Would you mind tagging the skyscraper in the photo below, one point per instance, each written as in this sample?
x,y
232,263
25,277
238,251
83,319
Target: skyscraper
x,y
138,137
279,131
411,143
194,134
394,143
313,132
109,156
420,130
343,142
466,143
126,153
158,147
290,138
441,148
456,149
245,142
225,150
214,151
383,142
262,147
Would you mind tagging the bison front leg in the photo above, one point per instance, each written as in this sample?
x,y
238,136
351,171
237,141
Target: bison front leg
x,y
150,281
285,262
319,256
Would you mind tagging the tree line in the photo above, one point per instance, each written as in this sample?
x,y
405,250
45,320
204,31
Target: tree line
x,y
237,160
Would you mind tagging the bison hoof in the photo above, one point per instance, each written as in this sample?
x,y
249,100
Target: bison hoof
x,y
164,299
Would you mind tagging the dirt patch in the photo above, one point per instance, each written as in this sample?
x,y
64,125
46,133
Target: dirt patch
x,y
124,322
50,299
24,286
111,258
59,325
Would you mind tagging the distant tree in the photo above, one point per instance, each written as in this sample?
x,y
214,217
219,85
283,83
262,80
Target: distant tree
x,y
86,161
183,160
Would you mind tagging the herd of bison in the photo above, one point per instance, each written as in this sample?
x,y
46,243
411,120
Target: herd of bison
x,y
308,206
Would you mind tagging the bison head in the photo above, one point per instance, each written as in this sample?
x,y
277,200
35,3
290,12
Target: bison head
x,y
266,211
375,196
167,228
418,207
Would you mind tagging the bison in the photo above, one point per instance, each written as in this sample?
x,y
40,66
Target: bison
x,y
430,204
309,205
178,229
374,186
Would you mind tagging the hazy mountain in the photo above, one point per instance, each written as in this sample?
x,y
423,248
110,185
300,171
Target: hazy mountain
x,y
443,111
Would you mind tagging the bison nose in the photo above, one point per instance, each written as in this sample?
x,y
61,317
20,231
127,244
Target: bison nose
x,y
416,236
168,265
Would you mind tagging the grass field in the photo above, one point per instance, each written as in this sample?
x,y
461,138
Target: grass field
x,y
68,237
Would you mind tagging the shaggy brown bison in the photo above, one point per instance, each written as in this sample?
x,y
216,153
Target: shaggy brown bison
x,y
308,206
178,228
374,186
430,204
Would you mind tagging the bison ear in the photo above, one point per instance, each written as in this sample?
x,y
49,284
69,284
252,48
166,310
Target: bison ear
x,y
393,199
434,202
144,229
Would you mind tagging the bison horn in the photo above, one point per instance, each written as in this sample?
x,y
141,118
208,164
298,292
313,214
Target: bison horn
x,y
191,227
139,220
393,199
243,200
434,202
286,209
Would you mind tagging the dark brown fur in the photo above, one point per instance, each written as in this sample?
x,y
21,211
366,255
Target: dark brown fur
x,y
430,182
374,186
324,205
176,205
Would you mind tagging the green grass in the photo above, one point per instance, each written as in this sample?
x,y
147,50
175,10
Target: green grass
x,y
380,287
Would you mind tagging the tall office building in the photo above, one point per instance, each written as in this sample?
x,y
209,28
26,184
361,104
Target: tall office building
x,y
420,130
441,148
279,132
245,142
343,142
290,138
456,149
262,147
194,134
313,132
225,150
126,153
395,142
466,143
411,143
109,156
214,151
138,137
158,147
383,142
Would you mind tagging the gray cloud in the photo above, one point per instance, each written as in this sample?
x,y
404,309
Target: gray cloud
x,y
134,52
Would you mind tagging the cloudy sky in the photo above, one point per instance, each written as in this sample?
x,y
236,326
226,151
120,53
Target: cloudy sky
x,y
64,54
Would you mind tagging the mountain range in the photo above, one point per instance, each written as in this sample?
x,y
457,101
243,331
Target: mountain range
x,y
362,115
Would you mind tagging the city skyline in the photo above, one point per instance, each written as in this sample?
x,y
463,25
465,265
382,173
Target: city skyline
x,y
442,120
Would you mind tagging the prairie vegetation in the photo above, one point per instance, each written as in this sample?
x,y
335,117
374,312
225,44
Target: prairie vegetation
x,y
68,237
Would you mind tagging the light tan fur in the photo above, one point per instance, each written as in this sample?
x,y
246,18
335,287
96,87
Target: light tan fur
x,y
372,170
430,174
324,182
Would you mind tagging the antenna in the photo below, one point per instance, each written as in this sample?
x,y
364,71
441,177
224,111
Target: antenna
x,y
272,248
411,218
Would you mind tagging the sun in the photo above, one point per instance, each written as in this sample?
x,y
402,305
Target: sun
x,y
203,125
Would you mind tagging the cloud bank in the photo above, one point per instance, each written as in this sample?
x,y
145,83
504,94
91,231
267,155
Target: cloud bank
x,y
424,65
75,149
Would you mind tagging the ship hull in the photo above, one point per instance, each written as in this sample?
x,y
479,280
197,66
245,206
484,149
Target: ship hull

────────────────────

:: Exercise objective ::
Print all of the entries again, exactly as written.

:: The result ::
Would you mind tagging the skyscraper in the photo below, one point per instance, each written as in this sample?
x,y
232,263
25,277
238,251
83,319
Target: skyscraper
x,y
138,137
279,131
411,143
194,134
394,143
313,132
109,156
420,130
343,142
466,143
126,153
158,147
290,138
441,148
456,149
245,142
225,150
214,151
383,142
262,147
Would you mind tagging the bison front leg in the photo above, one point per instance, each written as in this sample?
x,y
238,136
351,171
237,141
Target: bison front leg
x,y
150,281
285,262
319,256
Would you mind tagging the tree line in the photo above, one point per instance, each written as in this sample?
x,y
405,250
45,320
204,31
Target: tree line
x,y
237,160
Would you mind tagging the bison hoof in the photo above, one point per instance, each written as in this sample?
x,y
249,100
Target: bison hoof
x,y
164,299
Would you mind tagging the dirt patch in the photo above, one point per instance, each written as in this sample?
x,y
64,125
46,133
Target: dirt patch
x,y
124,322
50,299
24,286
111,258
59,325
Would you mind tagging the distant tree in the photo above, one point per instance, each written as in this sample?
x,y
214,217
219,85
283,83
262,80
Target: distant tree
x,y
86,161
183,160
Would you mind tagging the herd of bison in the photo above, one point per instance, each written as in this sample?
x,y
46,243
411,120
Target: herd of bison
x,y
308,206
Would you mind tagging the bison head in the photo above, one point per instance, each written as in this sample?
x,y
277,200
35,3
290,12
Target: bison head
x,y
266,211
375,196
167,228
418,207
Would you mind tagging the bison in the photo above, one point per instance, each written as in this sample?
x,y
40,66
Target: bison
x,y
430,204
309,205
178,229
374,186
Would you mind tagging the hazy mountain in the photo above, one point per instance, each written as in this sample?
x,y
423,248
110,185
300,171
Target: hazy mountain
x,y
443,111
Would you mind tagging the bison nose in the photo above, one point per instance, each written as in this sample?
x,y
61,317
20,231
127,244
Target: bison nose
x,y
416,236
168,265
Would you mind tagging the grass field in the photo above, one point per instance, each written as in this sample?
x,y
461,138
Target: grass field
x,y
68,237
Would you mind tagging the shaggy brown bison in the photo above, one point per instance, each written as in this sample?
x,y
216,153
Target: shaggy brown bison
x,y
308,206
178,228
374,186
430,204
Would you mind tagging the bison ear in the photo above, one point per instance, each written as in this sample?
x,y
49,284
69,284
252,48
166,310
Target: bison ear
x,y
393,199
434,202
144,229
Would you mind tagging the bison horn in the photo above, one point per instance, each written as in this sample?
x,y
141,118
208,164
298,292
313,214
Target: bison horn
x,y
191,227
139,220
393,199
243,200
434,202
286,209
Would you mind tagging the dark brown fur in the photo above, one point per instance, each written as in this sample?
x,y
21,211
366,255
Target: dark brown fur
x,y
430,182
374,186
324,205
176,205
Would you mind tagging the green grass in the photo above, one point per instance, each written as in this sample?
x,y
147,50
175,10
Target: green grass
x,y
380,287
Would you mind tagging the tall office building in the photo above, one point per instance, each written as in this sample?
x,y
209,28
26,184
361,104
Target: tall office building
x,y
420,130
441,148
279,132
245,142
343,142
290,138
456,149
262,147
194,134
313,132
225,150
126,153
395,142
466,143
411,143
109,156
214,151
138,137
158,147
383,142
Would you mind tagging the gray cloud in the photo above, one point per instance, each written as in this sample?
x,y
404,309
Target: gray cloud
x,y
134,52
Would you mind tagging the cloudy sky in the photo above, one point per instance, each written as in this sample?
x,y
236,326
226,151
120,53
Target: cloudy sky
x,y
64,54
Would you mind tagging the mountain range in the photo above, one point per instance, each written as in this sample?
x,y
457,101
243,331
Target: mountain range
x,y
362,115
Would you mind tagging the city skyline in the photo above, one point per instance, each written as in this sample?
x,y
463,25
465,265
382,173
Target: city skyline
x,y
442,120
Would you mind tagging the prairie vegetation in the photo above, one point per instance, each written as in this sample?
x,y
335,117
374,312
225,44
Target: prairie vegetation
x,y
68,237
Would you mind tagging the light tan fur in the photo above, one point per instance, each written as in this sample?
x,y
246,18
335,287
96,87
Target: light tan fur
x,y
372,170
430,174
324,182
Would you mind tagging the antenna in the photo below, one point per instance, each written as in this sample?
x,y
364,71
441,177
224,111
Target: antenna
x,y
272,248
411,218
Would you mind tagging the sun in the photo above, one point per instance, each written as in this sample?
x,y
402,305
Target: sun
x,y
203,125
Would you mind tagging the cloud bank in the photo above, one point per instance, each written as in this sample?
x,y
145,83
504,94
91,231
267,155
Target: cloud bank
x,y
424,65
75,149
Would you mind tagging the ship hull in the photo above, one point per instance, each written as in this sample?
x,y
479,280
197,66
245,206
484,149
Target: ship hull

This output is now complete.